Zitierter Text
Göttingen 2024, Wallstein, 616 Seiten, 42 Abbildungen


Rezensiert von Andreas Morgenstern
In: Zeitschrift für bayerische Landesgeschichte
Erschienen am 28.11.2025

Waren die REP ohne ihr Gesicht Franz Schönhuber lebensfähig? Diese Frage steht über nahezu jeder Seite des Werks von Moritz Fischer. Solche Spannung zwischen Organisation und Person zu beschreiben, ist ein schwieriges Unterfangen, doch, um es vorweg zu nehmen, es gelingt dem Autor beeindruckend. Gegliedert hat Fischer sein Buch in Vorgeschichte, Frühphase (1983-1985), Aufstieg und Krise unter bayerischen Vorzeichen (1986-1988), Wahlerfolge 1989, Krisenjahre im Schatten der Wiedervereinigung und Niedergang (1992-1994).

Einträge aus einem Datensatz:
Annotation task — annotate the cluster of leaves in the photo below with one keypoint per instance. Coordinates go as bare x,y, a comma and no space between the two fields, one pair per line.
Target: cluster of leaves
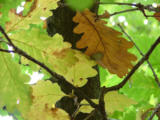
75,45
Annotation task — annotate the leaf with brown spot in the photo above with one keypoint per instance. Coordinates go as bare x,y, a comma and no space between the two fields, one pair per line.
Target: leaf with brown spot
98,38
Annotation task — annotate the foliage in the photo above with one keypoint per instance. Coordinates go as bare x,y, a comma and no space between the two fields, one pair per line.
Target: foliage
89,58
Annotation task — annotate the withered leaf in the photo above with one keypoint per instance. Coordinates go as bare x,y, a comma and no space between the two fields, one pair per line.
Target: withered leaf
98,38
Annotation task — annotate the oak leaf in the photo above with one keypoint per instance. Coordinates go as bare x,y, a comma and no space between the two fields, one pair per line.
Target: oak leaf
98,38
157,15
45,95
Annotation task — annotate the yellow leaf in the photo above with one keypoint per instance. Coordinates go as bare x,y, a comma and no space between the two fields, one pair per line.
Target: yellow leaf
99,38
40,8
117,102
45,95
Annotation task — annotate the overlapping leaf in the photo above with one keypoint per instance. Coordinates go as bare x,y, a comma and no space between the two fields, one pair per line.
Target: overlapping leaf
56,54
142,84
5,6
100,39
49,50
113,102
40,8
45,94
14,93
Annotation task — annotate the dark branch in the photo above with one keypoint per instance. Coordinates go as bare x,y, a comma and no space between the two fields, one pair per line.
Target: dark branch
53,74
141,61
124,11
150,65
7,51
154,112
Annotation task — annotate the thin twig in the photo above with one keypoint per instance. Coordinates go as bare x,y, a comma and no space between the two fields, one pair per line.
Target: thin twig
124,11
53,74
102,102
8,51
117,3
141,61
154,112
150,65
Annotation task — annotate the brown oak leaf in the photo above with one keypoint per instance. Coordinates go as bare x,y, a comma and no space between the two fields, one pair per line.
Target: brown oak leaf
100,39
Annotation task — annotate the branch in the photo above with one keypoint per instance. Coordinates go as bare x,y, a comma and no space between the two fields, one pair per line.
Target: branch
154,112
117,3
141,61
150,65
7,51
53,74
123,11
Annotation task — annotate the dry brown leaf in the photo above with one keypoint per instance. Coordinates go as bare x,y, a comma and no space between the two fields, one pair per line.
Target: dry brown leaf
104,15
98,38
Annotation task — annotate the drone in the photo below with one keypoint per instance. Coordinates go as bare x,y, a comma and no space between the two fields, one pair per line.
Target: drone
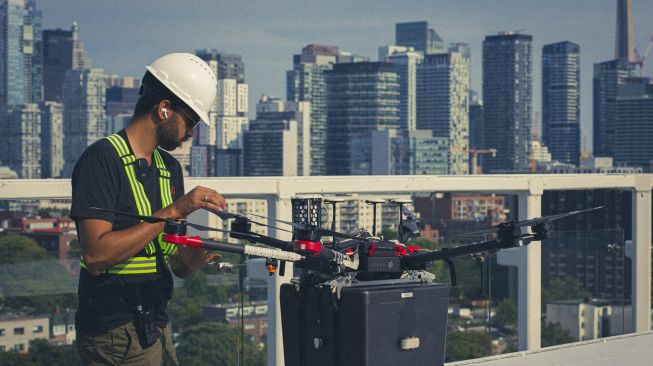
359,299
362,256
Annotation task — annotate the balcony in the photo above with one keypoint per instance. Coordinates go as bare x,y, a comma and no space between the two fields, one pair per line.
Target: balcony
632,348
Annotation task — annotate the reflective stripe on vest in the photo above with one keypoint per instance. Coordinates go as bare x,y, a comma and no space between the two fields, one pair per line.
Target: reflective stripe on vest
140,265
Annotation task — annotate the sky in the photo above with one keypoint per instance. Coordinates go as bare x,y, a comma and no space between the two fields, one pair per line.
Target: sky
123,36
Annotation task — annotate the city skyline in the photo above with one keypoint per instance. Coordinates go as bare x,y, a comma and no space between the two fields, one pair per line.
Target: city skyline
268,34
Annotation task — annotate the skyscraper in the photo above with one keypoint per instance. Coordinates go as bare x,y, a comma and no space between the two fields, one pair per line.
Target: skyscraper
634,124
624,46
307,82
271,145
23,134
21,68
406,64
427,155
476,122
608,76
272,110
84,98
442,104
217,148
362,97
561,101
21,80
62,51
507,97
419,36
57,59
51,140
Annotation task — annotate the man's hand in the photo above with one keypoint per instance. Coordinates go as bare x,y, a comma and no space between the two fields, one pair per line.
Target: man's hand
199,197
188,260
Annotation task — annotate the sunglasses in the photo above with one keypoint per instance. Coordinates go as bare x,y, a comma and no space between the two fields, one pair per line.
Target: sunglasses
190,120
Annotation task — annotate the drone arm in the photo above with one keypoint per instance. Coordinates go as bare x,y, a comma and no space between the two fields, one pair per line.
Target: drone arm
197,242
102,247
409,261
452,271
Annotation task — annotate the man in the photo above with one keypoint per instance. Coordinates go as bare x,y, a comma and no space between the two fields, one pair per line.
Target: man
125,281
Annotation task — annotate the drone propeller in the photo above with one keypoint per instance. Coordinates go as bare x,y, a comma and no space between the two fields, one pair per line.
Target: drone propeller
154,220
148,219
530,222
224,215
539,220
305,227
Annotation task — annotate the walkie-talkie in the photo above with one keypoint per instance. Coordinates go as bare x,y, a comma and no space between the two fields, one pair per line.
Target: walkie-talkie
145,327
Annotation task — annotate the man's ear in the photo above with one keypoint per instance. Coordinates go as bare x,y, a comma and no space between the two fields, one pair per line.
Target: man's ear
163,109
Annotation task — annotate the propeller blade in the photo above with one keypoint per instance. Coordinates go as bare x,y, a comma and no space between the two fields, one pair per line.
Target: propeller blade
148,219
205,228
224,215
328,232
407,212
293,224
539,220
305,227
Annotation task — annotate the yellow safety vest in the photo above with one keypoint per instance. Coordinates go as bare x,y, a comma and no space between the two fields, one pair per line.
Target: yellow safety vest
142,264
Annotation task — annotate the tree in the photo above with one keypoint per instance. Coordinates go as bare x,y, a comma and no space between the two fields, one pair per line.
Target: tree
33,281
465,346
506,314
185,308
563,289
211,343
553,334
19,249
42,353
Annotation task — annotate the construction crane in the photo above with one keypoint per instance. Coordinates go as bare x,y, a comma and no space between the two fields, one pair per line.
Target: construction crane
639,59
474,153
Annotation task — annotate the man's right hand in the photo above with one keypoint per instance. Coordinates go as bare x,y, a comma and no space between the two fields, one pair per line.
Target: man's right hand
198,197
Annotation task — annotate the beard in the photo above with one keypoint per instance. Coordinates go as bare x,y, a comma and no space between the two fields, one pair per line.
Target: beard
167,136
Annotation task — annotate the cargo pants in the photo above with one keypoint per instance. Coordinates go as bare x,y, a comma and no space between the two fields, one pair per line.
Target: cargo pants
120,346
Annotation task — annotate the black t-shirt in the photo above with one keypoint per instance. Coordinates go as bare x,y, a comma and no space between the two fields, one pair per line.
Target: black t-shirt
99,180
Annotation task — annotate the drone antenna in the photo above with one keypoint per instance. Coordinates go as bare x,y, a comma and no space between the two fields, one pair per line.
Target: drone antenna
333,202
401,203
374,202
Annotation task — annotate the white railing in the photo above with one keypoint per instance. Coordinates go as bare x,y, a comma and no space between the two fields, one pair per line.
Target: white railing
529,189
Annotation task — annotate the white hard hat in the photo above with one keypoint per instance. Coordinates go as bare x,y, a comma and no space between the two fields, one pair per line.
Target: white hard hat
189,78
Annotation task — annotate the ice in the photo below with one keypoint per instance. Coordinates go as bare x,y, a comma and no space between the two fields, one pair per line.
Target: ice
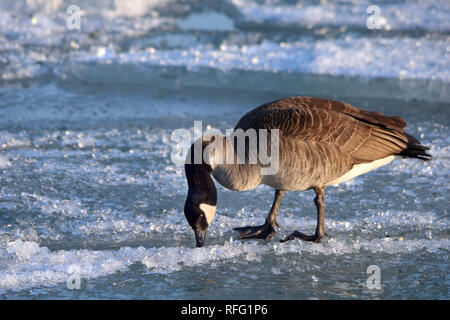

Deine Aufgaben
a) Gib die Buchbesprechung über die REP vollständig und wortgetreu wieder.
b) Nenne alle Zeilen der Auflistung, in denen das Wort „blade“ steht, und schreib jede davon vollständig ab.
Der Text und die Auflistung haben nichts miteinander zu tun.

Lösungen je Aufgabe
a)
Göttingen 2024, Wallstein, 616 Seiten, 42 Abbildungen


Rezensiert von Andreas Morgenstern
In: Zeitschrift für bayerische Landesgeschichte
Erschienen am 28.11.2025

Waren die REP ohne ihr Gesicht Franz Schönhuber lebensfähig? Diese Frage steht über nahezu jeder Seite des Werks von Moritz Fischer. Solche Spannung zwischen Organisation und Person zu beschreiben, ist ein schwieriges Unterfangen, doch, um es vorweg zu nehmen, es gelingt dem Autor beeindruckend. Gegliedert hat Fischer sein Buch in Vorgeschichte, Frühphase (1983-1985), Aufstieg und Krise unter bayerischen Vorzeichen (1986-1988), Wahlerfolge 1989, Krisenjahre im Schatten der Wiedervereinigung und Niedergang (1992-1994).

b)
Annotation task — annotate the propeller blade in the photo above with one keypoint per instance. Coordinates go as bare x,y, a comma and no space between the two fields, one pair per line.
Target: propeller blade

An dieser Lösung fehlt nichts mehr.